Problem = Convert the lines from the one containing "Isolate the green shrub." through the one containing "429,883,484,1008", both included, into a Markdown table with the columns Row and Line. Number each row and leave out any blank lines.

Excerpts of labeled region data
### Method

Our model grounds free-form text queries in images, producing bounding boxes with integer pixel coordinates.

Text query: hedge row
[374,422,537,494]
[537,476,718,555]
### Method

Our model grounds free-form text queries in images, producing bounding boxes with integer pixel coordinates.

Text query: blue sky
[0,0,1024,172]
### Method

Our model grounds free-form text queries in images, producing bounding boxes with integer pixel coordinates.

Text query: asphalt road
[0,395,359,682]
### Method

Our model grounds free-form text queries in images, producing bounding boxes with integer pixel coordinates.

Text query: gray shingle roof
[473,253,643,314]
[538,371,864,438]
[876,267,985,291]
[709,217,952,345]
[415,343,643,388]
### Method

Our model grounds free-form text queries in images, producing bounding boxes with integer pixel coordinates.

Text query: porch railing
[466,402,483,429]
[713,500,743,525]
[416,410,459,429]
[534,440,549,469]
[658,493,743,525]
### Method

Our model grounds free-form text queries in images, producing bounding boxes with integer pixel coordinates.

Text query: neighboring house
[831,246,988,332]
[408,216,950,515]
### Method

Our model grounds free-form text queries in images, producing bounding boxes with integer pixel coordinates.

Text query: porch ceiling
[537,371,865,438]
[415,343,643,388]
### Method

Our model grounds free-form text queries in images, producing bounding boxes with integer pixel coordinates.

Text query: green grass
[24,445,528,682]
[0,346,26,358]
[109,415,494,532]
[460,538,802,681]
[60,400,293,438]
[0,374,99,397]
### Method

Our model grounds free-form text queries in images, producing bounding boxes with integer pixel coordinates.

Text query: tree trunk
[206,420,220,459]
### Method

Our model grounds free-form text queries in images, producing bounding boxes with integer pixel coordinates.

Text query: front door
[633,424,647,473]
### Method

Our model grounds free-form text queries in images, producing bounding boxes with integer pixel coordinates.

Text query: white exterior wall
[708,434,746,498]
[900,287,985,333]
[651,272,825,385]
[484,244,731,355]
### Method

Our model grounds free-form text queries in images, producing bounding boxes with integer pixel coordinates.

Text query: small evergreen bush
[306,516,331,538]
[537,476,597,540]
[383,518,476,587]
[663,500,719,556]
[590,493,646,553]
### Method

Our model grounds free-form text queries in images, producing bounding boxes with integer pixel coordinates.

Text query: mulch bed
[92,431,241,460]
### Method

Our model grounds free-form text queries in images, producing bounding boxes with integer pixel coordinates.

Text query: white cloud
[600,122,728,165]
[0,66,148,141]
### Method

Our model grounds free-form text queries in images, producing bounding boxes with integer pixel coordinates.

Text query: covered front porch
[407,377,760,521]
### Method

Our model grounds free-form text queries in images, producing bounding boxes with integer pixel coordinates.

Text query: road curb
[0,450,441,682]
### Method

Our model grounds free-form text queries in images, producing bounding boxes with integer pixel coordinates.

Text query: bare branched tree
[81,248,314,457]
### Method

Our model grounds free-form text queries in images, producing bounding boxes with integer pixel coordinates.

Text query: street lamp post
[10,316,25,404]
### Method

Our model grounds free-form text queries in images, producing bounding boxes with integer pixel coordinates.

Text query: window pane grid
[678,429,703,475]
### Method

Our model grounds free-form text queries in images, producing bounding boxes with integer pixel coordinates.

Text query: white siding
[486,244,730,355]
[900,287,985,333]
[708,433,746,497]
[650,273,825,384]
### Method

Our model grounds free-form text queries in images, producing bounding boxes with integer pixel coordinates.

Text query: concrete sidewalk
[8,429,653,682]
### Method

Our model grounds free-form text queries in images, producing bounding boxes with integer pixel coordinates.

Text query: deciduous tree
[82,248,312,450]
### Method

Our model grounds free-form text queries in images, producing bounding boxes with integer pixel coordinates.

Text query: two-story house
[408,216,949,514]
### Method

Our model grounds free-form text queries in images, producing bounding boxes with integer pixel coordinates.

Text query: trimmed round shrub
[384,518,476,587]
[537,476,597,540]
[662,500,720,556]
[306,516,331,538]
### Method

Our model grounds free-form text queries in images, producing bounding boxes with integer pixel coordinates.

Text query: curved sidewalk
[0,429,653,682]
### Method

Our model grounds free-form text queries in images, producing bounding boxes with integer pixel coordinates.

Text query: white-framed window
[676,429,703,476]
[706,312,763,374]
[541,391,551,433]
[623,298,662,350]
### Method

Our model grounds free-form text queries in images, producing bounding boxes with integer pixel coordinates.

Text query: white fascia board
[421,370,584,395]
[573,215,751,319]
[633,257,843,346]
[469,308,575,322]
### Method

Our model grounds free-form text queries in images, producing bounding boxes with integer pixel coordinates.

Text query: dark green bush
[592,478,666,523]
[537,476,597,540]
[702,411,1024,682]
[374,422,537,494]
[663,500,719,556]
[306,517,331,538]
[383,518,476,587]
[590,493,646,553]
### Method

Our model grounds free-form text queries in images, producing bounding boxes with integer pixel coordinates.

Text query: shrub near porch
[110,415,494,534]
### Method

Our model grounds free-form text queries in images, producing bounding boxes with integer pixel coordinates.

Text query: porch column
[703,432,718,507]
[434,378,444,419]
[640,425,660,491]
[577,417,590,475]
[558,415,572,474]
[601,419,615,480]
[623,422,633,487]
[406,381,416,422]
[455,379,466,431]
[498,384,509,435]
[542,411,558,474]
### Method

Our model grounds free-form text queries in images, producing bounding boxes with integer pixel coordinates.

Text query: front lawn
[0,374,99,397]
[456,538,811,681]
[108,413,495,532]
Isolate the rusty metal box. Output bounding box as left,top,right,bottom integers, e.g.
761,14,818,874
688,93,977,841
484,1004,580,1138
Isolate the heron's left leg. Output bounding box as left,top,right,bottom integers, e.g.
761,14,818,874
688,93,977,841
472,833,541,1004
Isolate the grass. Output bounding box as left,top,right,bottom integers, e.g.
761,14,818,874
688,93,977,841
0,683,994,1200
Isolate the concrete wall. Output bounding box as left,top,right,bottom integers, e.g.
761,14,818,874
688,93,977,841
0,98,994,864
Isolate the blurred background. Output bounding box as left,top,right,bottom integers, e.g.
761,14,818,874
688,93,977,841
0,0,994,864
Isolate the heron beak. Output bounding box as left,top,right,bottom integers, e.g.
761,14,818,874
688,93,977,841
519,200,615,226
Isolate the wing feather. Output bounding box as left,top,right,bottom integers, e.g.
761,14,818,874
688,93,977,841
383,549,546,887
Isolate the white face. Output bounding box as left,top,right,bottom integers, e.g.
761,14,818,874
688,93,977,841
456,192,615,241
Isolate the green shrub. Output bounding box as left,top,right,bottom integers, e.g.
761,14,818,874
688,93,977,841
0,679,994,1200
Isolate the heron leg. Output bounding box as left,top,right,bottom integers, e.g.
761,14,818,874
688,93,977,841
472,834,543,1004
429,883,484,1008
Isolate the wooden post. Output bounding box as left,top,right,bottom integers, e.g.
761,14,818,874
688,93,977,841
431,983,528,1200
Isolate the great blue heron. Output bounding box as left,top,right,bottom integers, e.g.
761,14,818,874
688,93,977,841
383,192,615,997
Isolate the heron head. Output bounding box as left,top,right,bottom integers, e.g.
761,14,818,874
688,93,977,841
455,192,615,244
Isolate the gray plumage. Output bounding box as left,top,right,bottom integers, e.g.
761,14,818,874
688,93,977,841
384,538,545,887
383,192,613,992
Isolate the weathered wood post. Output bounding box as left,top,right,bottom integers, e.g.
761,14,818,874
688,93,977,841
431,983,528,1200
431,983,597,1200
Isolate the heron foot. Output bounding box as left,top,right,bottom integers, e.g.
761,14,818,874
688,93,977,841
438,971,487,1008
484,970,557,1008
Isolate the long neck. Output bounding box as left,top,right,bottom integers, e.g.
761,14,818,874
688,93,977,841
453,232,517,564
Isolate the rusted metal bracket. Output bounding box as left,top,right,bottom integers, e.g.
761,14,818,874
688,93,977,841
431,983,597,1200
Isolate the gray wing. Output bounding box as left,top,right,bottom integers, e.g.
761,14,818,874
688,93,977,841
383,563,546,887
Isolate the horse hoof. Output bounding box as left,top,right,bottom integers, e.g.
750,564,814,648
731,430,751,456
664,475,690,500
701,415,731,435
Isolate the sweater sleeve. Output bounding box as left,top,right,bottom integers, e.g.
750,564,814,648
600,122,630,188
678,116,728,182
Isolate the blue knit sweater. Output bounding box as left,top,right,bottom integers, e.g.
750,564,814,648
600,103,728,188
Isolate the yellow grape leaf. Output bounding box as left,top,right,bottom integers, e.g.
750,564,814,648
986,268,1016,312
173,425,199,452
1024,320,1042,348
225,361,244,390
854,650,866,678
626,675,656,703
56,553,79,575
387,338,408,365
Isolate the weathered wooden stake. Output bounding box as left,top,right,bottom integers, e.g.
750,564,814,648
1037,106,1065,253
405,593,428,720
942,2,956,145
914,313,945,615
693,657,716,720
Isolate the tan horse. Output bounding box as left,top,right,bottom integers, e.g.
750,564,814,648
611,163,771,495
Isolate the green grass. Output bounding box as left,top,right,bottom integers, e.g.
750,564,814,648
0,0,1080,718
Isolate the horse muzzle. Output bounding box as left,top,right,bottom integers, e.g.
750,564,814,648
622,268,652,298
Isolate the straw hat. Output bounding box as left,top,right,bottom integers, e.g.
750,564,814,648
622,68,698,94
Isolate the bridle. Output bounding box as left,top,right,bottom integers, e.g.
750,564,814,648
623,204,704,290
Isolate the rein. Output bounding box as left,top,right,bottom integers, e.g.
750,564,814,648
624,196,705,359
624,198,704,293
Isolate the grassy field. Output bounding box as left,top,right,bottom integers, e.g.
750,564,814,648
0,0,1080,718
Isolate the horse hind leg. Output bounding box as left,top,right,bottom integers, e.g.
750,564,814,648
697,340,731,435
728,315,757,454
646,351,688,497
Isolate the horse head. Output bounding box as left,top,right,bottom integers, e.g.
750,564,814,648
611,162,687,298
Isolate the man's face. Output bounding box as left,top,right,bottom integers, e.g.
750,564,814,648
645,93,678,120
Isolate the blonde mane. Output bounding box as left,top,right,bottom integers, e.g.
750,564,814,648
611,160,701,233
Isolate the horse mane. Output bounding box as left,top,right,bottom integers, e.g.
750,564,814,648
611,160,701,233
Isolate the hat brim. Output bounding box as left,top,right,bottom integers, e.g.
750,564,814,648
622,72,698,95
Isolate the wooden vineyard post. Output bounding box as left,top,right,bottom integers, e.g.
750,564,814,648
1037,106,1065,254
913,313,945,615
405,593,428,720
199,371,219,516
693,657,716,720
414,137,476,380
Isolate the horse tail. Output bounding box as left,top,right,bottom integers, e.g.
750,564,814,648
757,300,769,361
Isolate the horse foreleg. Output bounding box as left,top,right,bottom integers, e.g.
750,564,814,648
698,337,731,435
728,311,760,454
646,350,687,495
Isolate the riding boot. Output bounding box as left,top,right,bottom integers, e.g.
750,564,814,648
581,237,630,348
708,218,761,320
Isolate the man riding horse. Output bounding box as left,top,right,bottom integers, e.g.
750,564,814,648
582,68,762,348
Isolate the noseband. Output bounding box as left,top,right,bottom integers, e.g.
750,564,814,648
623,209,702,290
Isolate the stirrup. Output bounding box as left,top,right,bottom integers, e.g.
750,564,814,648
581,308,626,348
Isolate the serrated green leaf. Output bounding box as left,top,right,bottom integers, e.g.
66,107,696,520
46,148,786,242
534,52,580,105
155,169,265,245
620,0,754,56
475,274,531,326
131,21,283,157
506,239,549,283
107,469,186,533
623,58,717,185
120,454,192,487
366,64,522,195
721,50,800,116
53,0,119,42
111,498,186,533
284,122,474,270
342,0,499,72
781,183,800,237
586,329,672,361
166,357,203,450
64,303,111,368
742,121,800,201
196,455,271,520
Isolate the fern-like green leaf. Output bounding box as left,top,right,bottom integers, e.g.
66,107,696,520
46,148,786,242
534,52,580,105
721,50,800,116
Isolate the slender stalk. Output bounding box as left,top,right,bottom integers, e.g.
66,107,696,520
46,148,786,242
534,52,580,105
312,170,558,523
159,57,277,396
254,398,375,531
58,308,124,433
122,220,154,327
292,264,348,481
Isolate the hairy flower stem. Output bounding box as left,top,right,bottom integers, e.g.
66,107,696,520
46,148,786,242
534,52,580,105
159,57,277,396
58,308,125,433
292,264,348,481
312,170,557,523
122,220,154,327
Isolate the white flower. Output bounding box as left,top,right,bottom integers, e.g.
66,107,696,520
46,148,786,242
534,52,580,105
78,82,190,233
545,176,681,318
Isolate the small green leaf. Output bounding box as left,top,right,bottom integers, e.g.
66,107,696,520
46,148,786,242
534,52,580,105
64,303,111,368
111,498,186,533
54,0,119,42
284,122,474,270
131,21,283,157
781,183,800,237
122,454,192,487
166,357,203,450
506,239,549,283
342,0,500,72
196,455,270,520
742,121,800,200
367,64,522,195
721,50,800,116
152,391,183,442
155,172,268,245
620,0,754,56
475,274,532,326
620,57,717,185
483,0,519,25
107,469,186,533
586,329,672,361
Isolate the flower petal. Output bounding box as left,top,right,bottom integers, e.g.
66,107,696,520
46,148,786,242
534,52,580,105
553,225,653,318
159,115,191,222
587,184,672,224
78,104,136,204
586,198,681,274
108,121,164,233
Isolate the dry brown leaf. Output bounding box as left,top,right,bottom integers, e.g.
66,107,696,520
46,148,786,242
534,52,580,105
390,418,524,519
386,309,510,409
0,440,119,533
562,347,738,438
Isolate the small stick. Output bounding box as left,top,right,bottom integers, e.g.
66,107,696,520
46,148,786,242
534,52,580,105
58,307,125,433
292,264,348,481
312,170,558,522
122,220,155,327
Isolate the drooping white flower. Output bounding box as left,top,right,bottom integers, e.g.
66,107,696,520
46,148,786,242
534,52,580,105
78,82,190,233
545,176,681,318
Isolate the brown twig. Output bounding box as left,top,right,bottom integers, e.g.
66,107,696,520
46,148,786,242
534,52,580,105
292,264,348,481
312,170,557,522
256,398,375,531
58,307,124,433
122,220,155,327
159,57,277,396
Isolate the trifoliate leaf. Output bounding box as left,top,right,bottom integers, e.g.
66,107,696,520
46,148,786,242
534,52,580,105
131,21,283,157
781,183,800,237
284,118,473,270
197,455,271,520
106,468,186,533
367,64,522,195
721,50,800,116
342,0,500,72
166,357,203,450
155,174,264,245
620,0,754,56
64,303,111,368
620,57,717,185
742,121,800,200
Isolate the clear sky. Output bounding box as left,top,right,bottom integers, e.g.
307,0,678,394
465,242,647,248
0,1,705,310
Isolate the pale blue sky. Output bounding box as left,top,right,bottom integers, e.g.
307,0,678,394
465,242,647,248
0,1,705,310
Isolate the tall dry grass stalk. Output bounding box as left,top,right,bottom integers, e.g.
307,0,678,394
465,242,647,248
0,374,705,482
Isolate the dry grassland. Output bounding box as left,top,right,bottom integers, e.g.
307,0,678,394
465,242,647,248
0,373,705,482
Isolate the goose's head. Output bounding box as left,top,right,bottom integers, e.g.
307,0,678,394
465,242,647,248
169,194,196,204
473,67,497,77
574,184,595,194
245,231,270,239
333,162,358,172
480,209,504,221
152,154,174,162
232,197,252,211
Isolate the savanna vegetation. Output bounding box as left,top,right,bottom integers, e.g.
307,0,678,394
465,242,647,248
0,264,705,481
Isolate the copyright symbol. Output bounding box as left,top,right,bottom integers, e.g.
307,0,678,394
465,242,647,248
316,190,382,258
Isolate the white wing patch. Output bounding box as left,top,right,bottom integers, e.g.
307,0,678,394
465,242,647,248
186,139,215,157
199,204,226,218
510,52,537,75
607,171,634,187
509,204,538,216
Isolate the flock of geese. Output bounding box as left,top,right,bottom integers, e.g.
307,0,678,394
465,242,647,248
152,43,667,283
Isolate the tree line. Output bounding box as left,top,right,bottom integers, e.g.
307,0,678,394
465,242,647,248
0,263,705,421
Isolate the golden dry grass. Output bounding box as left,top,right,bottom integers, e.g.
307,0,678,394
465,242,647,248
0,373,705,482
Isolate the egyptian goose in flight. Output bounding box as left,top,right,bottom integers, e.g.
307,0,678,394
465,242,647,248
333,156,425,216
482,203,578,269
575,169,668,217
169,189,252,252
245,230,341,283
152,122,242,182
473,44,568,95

Exercise output =
| Row | Line |
|---|---|
| 1 | Isolate the green shrub. Output bounding box as left,top,right,bottom integers, e.g. |
| 2 | 761,14,818,874 |
| 3 | 688,93,977,841 |
| 4 | 0,679,994,1200 |
| 5 | Isolate the heron leg. Output bounding box as left,top,right,bottom integers, e.g. |
| 6 | 761,14,818,874 |
| 7 | 688,93,977,841 |
| 8 | 472,834,543,1004 |
| 9 | 429,883,484,1008 |